**Work order:** A set of records appears below. Print them all, word for word.

(The input)

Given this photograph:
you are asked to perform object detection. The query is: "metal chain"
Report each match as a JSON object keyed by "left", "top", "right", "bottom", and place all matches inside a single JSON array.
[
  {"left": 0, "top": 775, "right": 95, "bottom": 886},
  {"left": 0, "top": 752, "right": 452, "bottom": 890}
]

(End The input)

**Result of the task:**
Given this photograph:
you are asked to perform object detection. The query is: "metal chain"
Report each match as a JSON object keyed by "left", "top", "right", "bottom", and place all matches inside a single JSON array.
[
  {"left": 0, "top": 775, "right": 95, "bottom": 886},
  {"left": 0, "top": 752, "right": 452, "bottom": 890}
]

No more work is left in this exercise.